Problem description ::
Rewrite the entries below as a Markdown table with two columns, Row and Text. Give each nonblank line its own numbered row, leaving out any blank lines.

Source material ::
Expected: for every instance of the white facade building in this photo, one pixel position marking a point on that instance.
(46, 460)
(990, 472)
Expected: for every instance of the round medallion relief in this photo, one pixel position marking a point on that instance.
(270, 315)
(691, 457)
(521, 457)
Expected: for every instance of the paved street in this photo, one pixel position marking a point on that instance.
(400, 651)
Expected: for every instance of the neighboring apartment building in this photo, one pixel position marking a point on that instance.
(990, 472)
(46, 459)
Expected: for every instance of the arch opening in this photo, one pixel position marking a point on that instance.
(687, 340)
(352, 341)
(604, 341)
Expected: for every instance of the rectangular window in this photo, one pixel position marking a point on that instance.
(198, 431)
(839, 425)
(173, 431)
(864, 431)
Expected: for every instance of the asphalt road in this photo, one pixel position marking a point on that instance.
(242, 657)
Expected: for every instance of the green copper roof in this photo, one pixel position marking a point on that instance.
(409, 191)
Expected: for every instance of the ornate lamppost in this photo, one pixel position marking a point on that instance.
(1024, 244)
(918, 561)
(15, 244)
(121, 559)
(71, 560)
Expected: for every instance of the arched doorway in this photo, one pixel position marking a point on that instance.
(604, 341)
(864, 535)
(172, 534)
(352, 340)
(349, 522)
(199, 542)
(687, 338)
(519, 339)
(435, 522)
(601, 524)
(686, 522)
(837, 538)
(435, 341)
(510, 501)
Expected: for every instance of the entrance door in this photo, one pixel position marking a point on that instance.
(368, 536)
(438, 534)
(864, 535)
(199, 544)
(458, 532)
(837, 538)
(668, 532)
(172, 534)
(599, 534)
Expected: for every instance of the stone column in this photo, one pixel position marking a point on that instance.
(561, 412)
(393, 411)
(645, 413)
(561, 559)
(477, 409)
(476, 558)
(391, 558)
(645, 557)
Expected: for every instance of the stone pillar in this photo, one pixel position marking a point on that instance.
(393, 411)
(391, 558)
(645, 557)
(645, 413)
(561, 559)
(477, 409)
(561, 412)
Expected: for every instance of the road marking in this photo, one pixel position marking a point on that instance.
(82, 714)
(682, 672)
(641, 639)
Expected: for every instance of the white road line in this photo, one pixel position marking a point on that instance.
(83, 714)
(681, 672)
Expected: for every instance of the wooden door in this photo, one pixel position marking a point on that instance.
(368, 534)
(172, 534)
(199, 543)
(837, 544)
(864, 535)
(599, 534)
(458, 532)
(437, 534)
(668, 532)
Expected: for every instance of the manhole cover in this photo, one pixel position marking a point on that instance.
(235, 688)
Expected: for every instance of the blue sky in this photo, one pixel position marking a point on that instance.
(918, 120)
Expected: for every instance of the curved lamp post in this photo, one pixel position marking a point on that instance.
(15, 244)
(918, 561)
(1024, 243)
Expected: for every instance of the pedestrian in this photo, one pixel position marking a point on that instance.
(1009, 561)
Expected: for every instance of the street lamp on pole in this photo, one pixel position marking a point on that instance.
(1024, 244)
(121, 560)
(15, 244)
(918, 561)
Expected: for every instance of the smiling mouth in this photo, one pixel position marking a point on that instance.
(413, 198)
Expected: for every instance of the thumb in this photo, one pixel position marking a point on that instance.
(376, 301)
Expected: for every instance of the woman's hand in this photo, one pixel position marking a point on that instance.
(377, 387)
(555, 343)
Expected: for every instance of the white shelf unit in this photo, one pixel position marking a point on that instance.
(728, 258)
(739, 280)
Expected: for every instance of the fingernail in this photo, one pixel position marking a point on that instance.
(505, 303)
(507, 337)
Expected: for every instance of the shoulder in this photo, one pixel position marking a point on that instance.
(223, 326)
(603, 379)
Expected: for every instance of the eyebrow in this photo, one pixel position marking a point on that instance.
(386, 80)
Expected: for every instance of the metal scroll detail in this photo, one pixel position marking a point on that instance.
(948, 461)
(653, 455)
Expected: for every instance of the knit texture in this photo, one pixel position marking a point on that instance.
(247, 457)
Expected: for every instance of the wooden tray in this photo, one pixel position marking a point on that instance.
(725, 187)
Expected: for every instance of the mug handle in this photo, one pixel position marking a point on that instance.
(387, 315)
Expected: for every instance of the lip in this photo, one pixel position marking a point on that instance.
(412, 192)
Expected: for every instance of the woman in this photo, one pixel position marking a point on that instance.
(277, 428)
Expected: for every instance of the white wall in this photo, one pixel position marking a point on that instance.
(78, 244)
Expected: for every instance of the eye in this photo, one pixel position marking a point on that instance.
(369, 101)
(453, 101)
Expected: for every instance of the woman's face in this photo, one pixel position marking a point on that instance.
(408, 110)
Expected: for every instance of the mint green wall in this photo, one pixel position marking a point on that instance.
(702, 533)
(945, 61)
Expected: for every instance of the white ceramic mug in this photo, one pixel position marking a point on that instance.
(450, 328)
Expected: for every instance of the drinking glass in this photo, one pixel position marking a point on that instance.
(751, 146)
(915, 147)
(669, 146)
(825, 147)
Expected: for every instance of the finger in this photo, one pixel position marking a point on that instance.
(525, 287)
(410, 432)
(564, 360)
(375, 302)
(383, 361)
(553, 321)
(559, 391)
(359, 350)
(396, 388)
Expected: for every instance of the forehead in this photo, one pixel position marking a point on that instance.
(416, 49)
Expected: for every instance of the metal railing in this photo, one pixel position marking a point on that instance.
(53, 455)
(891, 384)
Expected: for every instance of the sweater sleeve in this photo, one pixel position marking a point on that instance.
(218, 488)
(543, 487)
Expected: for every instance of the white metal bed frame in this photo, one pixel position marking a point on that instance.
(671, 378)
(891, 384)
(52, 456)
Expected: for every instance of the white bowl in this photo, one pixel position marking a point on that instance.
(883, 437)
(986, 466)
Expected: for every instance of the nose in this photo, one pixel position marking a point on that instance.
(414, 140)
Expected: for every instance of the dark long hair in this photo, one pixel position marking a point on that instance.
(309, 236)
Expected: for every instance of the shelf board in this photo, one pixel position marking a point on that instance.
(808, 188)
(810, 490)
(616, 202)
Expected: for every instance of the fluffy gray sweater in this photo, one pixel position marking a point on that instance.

Task output ::
| Row | Text |
|---|---|
| 1 | Expected: for every instance of the white facade building in this photo, one pixel position marking a point on that instance. |
| 2 | (46, 460) |
| 3 | (990, 472) |
| 4 | Expected: for every instance of the round medallion relief in this photo, one pixel position marking a point on that instance. |
| 5 | (270, 315) |
| 6 | (691, 457) |
| 7 | (521, 457) |
| 8 | Expected: for every instance of the paved street in this photo, one pixel position marking a point on that instance. |
| 9 | (400, 651) |
| 10 | Expected: for every instance of the neighboring apartment building in this photo, one pixel position marking a point on that instance. |
| 11 | (990, 472) |
| 12 | (46, 459) |
| 13 | Expected: for every instance of the arch opening in this photo, one pixel position marking a point on that instance. |
| 14 | (687, 340) |
| 15 | (352, 341) |
| 16 | (604, 341) |
| 17 | Expected: for every instance of the rectangular window in this photo, one pixel position marking a point on that instance. |
| 18 | (198, 431) |
| 19 | (839, 425) |
| 20 | (173, 431) |
| 21 | (864, 431) |
| 22 | Expected: for every instance of the asphalt road in this photo, one pixel position marking a point on that instance. |
| 23 | (242, 657) |
| 24 | Expected: for every instance of the green copper roof in this photo, one pixel position marking a point on that instance. |
| 25 | (409, 191) |
| 26 | Expected: for every instance of the ornate lamppost in this photo, one pixel position marking a point on that instance. |
| 27 | (1024, 244) |
| 28 | (918, 561) |
| 29 | (15, 244) |
| 30 | (121, 559) |
| 31 | (71, 560) |
| 32 | Expected: for every instance of the arched doorway in this photo, one pixel position marking a point on that instance. |
| 33 | (604, 341) |
| 34 | (864, 535) |
| 35 | (172, 534) |
| 36 | (352, 340) |
| 37 | (349, 522) |
| 38 | (199, 542) |
| 39 | (687, 338) |
| 40 | (519, 339) |
| 41 | (435, 522) |
| 42 | (601, 524) |
| 43 | (686, 522) |
| 44 | (837, 538) |
| 45 | (435, 341) |
| 46 | (510, 501) |
| 47 | Expected: for every instance of the entrance door in this photo, one pixel position marking a point on that instance. |
| 48 | (368, 536) |
| 49 | (438, 534) |
| 50 | (864, 535) |
| 51 | (199, 544) |
| 52 | (458, 532) |
| 53 | (837, 538) |
| 54 | (668, 532) |
| 55 | (172, 534) |
| 56 | (599, 534) |
| 57 | Expected: for every instance of the stone column in this photo, one pixel position marking a point on that instance. |
| 58 | (561, 412) |
| 59 | (393, 411) |
| 60 | (645, 413) |
| 61 | (561, 559) |
| 62 | (477, 409) |
| 63 | (476, 558) |
| 64 | (391, 558) |
| 65 | (645, 557) |
| 66 | Expected: for every instance of the stone pillar in this photo, one pixel position marking a point on that instance. |
| 67 | (393, 411) |
| 68 | (391, 558) |
| 69 | (645, 557) |
| 70 | (645, 413) |
| 71 | (561, 559) |
| 72 | (477, 409) |
| 73 | (561, 412) |
| 74 | Expected: for every instance of the road marking in this photo, one pixel position marking a point on that instance. |
| 75 | (82, 714) |
| 76 | (682, 672) |
| 77 | (641, 639) |
| 78 | Expected: for every instance of the white road line in this photo, one pixel position marking a point on that instance. |
| 79 | (83, 714) |
| 80 | (681, 672) |
| 81 | Expected: for every instance of the wooden door in this photo, one pixel position marking a point on that instance. |
| 82 | (368, 534) |
| 83 | (172, 534) |
| 84 | (199, 543) |
| 85 | (837, 544) |
| 86 | (864, 535) |
| 87 | (599, 534) |
| 88 | (458, 532) |
| 89 | (437, 534) |
| 90 | (668, 532) |
| 91 | Expected: for every instance of the manhole cover in this photo, one pixel position marking a point on that instance. |
| 92 | (235, 688) |
| 93 | Expected: for every instance of the blue sky in this photo, one pixel position marking a point on that instance. |
| 94 | (918, 120) |
| 95 | Expected: for every instance of the curved lamp post in this photo, one pixel position marking a point on that instance. |
| 96 | (15, 244) |
| 97 | (918, 561) |
| 98 | (1024, 243) |
| 99 | Expected: for every instance of the pedestrian in this photo, one pixel position marking a point on that instance. |
| 100 | (1009, 561) |
| 101 | Expected: for every instance of the street lamp on pole in this photo, one pixel position marking a point on that instance. |
| 102 | (1024, 244) |
| 103 | (121, 560) |
| 104 | (15, 244) |
| 105 | (918, 561) |
| 106 | Expected: for every instance of the smiling mouth in this photo, one pixel position marking a point on that instance. |
| 107 | (413, 198) |
| 108 | Expected: for every instance of the thumb in this photo, one pixel position marking a point on that instance. |
| 109 | (376, 301) |
| 110 | Expected: for every instance of the woman's hand in this photo, one pixel position marking a point on that instance. |
| 111 | (377, 387) |
| 112 | (555, 343) |
| 113 | Expected: for every instance of the white shelf unit in this photo, one pixel position marking a point on that instance. |
| 114 | (728, 258) |
| 115 | (739, 280) |
| 116 | Expected: for every instance of the fingernail in this photo, one pixel position marking a point on that instance. |
| 117 | (505, 303) |
| 118 | (507, 337) |
| 119 | Expected: for every instance of the shoulder in this photo, one pixel position marking a point on that instance. |
| 120 | (223, 326) |
| 121 | (603, 379) |
| 122 | Expected: for every instance of the eyebrow in this photo, one pixel position marking a point on that instance. |
| 123 | (386, 80) |
| 124 | Expected: for every instance of the metal scroll detail in this photo, one pixel position marking a point on that instance. |
| 125 | (948, 461) |
| 126 | (653, 455) |
| 127 | Expected: for every instance of the knit texture in this photo, one pixel position marking a point on that instance. |
| 128 | (247, 457) |
| 129 | Expected: for every instance of the wooden tray in this photo, one pixel position marking a point on that instance. |
| 130 | (725, 187) |
| 131 | Expected: for every instance of the mug handle in this photo, one pixel position marking a point on that instance. |
| 132 | (387, 315) |
| 133 | Expected: for every instance of the lip in this photo, one pixel position marking a point on that instance. |
| 134 | (412, 192) |
| 135 | Expected: for every instance of the woman in this photo, one pixel position marking a point on that instance. |
| 136 | (277, 428) |
| 137 | Expected: for every instance of the white wall in this photo, one pixel position marking a point on that instance. |
| 138 | (78, 244) |
| 139 | Expected: for every instance of the eye in this photo, one pixel position marking a point on that instance. |
| 140 | (369, 101) |
| 141 | (453, 101) |
| 142 | Expected: for every instance of the woman's face in this photo, one pixel position marking a point on that instance. |
| 143 | (408, 110) |
| 144 | Expected: for every instance of the mint green wall in this photo, one pixel position marking a point on that instance. |
| 145 | (702, 533) |
| 146 | (945, 61) |
| 147 | Expected: for every instance of the white ceramic mug in this photo, one pixel position marking a point on that instance. |
| 148 | (450, 328) |
| 149 | Expected: for every instance of the drinking glass in this photo, one pixel position marking a point on that instance. |
| 150 | (751, 146) |
| 151 | (915, 147) |
| 152 | (669, 146) |
| 153 | (825, 147) |
| 154 | Expected: for every instance of the finger in this photo, one pixel position marking a point on that instance. |
| 155 | (525, 287) |
| 156 | (410, 432) |
| 157 | (564, 360) |
| 158 | (375, 302) |
| 159 | (383, 361) |
| 160 | (553, 321) |
| 161 | (559, 391) |
| 162 | (359, 350) |
| 163 | (396, 388) |
| 164 | Expected: for every instance of the forehead in this photo, one pixel position marking a point on that instance. |
| 165 | (416, 49) |
| 166 | Expected: for every instance of the metal railing in this photo, one pixel position marking a point on that instance. |
| 167 | (53, 455) |
| 168 | (891, 384) |
| 169 | Expected: for every instance of the sweater sleeve in this photo, one pixel position marking a point on that instance. |
| 170 | (218, 488) |
| 171 | (543, 487) |
| 172 | Expected: for every instance of the white metal bed frame in this photo, one pixel position marking a point on that instance. |
| 173 | (671, 378) |
| 174 | (891, 384) |
| 175 | (52, 456) |
| 176 | Expected: for every instance of the white bowl in this photo, one pixel position marking a point on that instance. |
| 177 | (883, 437) |
| 178 | (986, 466) |
| 179 | Expected: for every instance of the nose in this photo, one pixel position marking a point on that instance. |
| 180 | (414, 140) |
| 181 | Expected: for every instance of the dark long hair in this photo, one pixel position marking a point on that instance. |
| 182 | (309, 236) |
| 183 | Expected: for every instance of the shelf board in this photo, one pixel position marking a point on that instance. |
| 184 | (808, 188) |
| 185 | (810, 490) |
| 186 | (616, 202) |
| 187 | Expected: for every instance of the fluffy gray sweater in this photo, one pixel position marking a point on that instance. |